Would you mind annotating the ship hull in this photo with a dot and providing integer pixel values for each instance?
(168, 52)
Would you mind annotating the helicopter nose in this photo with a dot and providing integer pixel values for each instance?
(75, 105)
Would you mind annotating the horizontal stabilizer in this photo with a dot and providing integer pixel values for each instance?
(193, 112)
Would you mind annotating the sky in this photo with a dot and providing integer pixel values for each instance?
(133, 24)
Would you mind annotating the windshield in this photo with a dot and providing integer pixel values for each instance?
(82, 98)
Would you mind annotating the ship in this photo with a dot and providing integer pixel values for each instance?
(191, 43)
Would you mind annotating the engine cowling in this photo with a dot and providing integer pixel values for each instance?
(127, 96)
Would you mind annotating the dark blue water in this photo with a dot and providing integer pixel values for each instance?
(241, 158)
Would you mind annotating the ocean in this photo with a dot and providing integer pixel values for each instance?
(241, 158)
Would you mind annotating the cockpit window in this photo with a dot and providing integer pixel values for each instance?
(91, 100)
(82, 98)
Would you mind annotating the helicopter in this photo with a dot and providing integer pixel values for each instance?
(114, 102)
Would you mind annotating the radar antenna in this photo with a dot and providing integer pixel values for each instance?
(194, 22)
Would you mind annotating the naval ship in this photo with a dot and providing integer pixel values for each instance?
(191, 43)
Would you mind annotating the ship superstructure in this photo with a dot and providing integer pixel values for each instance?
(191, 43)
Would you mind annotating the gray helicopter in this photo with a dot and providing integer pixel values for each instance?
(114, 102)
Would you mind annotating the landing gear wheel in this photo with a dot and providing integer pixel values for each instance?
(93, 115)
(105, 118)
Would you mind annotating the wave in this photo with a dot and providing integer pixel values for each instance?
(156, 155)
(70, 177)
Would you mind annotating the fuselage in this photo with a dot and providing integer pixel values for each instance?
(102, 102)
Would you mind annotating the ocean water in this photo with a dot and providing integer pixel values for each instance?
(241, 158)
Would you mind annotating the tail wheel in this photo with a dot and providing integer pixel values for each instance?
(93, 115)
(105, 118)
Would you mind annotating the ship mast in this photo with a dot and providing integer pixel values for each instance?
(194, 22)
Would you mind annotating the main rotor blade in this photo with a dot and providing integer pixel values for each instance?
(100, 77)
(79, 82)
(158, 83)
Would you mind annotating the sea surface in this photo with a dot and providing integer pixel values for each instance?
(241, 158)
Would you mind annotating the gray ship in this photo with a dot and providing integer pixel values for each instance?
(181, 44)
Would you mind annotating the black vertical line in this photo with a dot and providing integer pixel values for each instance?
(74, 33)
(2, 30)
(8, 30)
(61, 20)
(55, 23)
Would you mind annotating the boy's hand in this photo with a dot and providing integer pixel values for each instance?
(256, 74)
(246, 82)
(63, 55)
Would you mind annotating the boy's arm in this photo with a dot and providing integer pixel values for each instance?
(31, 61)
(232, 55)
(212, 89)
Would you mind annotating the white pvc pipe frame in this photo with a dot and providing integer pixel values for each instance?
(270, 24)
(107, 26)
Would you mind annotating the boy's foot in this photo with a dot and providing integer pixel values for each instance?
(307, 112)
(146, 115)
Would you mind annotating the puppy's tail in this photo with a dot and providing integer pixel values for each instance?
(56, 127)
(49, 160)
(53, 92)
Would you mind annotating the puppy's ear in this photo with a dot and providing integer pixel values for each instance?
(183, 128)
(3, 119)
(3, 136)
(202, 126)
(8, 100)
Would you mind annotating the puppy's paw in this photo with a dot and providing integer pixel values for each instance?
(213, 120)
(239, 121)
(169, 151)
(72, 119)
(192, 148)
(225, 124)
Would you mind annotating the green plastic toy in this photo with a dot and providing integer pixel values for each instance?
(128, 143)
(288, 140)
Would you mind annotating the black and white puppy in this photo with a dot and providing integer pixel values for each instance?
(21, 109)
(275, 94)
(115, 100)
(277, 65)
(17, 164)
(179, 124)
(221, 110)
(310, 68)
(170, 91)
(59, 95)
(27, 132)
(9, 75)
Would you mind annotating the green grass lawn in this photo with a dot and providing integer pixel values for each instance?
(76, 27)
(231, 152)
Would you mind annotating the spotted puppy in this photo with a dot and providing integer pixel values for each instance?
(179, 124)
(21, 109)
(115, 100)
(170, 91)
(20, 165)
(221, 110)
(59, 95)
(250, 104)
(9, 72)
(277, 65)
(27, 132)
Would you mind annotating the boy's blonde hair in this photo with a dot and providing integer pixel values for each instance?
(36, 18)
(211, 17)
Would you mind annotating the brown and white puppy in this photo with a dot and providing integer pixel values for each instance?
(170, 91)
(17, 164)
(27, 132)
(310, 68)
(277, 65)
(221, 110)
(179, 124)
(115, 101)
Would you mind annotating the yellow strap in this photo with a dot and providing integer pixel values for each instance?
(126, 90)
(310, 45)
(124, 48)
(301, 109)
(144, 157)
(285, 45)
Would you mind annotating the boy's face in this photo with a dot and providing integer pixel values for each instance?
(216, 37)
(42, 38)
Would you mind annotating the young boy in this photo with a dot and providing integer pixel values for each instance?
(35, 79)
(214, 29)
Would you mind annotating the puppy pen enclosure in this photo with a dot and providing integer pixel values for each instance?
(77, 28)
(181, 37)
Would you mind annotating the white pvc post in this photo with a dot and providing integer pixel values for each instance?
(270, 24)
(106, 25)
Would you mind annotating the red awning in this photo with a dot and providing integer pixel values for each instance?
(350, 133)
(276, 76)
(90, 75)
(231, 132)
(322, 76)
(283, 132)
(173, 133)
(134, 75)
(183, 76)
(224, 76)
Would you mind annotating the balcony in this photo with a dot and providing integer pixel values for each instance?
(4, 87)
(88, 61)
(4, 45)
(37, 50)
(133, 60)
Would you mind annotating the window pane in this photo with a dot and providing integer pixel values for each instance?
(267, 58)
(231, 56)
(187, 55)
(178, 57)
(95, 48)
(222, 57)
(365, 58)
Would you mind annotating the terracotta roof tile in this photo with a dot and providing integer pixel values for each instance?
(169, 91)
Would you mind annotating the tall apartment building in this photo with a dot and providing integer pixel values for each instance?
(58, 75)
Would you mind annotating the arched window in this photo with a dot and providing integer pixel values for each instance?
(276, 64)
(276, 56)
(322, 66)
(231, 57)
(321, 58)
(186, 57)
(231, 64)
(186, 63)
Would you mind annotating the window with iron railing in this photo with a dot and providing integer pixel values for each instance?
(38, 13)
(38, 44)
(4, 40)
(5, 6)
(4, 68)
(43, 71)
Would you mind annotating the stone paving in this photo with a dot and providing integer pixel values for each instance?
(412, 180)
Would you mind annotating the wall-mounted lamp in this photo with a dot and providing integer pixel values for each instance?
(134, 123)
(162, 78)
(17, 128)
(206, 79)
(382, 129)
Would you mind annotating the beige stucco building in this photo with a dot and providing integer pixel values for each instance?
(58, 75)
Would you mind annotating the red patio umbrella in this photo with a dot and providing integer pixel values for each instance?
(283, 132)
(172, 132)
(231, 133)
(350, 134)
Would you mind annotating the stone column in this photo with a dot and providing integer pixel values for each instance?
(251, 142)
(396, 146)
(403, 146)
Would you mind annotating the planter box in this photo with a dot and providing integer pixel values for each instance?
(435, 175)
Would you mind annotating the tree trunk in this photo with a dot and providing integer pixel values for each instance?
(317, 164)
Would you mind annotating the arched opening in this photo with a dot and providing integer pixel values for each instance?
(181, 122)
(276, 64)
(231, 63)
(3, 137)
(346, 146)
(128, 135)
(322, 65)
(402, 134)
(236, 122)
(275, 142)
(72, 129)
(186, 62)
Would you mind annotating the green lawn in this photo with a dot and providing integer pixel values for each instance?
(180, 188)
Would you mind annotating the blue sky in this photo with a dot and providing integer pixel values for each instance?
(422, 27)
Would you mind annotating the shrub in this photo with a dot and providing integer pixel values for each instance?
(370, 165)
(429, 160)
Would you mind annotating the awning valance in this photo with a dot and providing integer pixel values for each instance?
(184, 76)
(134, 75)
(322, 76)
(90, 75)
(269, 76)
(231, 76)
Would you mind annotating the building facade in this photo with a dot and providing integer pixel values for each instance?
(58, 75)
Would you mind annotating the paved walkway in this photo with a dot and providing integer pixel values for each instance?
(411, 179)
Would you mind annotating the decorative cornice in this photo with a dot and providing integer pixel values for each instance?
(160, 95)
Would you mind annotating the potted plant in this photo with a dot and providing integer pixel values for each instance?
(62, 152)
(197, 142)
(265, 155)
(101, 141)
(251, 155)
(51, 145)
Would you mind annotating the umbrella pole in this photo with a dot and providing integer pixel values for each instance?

◆ ◆ ◆

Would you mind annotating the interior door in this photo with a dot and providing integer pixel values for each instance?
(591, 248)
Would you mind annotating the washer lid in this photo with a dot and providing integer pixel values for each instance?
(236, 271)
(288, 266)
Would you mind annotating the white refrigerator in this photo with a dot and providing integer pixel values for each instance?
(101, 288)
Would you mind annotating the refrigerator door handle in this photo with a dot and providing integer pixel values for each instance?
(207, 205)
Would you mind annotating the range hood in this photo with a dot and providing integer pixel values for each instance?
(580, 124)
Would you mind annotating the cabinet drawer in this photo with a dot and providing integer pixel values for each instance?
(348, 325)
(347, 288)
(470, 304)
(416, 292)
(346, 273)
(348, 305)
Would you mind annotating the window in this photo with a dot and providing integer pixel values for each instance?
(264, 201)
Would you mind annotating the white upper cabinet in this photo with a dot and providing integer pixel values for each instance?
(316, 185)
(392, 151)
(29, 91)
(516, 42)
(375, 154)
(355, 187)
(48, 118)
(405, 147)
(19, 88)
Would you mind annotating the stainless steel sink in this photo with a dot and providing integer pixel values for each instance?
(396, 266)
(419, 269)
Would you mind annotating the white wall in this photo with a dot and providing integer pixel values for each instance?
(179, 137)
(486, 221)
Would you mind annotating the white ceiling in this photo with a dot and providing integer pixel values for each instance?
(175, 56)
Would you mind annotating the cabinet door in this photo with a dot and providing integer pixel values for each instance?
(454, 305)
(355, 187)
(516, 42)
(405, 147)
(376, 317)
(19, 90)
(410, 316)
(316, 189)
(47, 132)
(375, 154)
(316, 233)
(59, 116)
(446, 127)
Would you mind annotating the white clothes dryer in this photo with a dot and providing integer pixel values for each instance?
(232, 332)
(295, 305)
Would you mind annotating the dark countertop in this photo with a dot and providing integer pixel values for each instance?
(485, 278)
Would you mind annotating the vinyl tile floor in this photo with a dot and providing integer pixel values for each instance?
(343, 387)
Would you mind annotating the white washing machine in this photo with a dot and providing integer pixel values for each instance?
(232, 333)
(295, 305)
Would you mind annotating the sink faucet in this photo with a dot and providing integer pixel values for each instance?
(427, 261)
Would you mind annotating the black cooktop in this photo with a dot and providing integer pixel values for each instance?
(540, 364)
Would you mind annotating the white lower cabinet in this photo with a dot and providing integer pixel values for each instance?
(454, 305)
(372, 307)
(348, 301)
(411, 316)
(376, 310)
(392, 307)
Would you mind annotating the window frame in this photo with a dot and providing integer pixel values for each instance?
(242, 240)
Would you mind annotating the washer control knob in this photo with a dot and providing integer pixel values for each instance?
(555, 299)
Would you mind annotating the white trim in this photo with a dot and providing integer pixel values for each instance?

◆ ◆ ◆

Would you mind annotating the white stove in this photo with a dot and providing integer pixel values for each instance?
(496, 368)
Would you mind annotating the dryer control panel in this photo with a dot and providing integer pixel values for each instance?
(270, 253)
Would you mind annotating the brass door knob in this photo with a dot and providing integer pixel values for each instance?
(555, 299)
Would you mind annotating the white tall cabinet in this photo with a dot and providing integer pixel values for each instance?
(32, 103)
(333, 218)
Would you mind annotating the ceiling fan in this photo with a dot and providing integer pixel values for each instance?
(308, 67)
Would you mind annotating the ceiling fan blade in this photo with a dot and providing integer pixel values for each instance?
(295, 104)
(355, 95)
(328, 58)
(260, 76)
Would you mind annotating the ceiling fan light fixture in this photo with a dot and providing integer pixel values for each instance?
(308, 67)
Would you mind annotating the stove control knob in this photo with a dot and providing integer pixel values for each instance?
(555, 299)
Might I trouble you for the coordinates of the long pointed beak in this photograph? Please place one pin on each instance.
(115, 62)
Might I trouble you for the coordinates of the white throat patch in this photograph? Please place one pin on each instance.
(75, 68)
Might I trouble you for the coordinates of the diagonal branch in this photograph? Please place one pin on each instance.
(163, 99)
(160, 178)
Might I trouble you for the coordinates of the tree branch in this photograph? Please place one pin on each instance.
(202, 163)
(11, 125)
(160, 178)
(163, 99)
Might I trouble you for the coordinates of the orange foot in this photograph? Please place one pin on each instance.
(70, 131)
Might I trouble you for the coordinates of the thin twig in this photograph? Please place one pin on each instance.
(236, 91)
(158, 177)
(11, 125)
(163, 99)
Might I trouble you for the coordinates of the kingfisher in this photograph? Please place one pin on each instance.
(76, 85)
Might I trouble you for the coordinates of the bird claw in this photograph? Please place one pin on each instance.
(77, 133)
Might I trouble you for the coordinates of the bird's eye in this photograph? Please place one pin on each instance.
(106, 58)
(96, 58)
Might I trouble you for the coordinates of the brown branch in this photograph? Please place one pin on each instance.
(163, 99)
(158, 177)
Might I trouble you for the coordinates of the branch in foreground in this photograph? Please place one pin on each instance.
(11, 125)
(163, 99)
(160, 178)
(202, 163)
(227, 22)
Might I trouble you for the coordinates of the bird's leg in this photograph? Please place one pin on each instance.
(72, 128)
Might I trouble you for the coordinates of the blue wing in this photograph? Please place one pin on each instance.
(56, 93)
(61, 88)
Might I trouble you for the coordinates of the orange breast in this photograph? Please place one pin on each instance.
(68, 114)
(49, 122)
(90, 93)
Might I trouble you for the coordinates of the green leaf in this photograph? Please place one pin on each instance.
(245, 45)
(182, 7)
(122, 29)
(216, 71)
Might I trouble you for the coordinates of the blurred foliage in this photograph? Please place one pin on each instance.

◆ ◆ ◆

** EXERCISE AIM **
Once the line with "Would you mind annotating the decorative" is found in the records above, print exactly that line and every line after it through the line with "Would you mind annotating the umbrella".

** RESPONSE BELOW **
Would you mind annotating the decorative cornice in this photo with a dot and providing integer pixel values for each instance?
(160, 95)
Would you mind annotating the potted plant in this photo with a dot and providing integer pixel values for each instance?
(62, 152)
(197, 142)
(265, 155)
(101, 141)
(251, 155)
(51, 145)
Would you mind annotating the umbrella pole in this photo with a dot and providing integer pixel values for each instance?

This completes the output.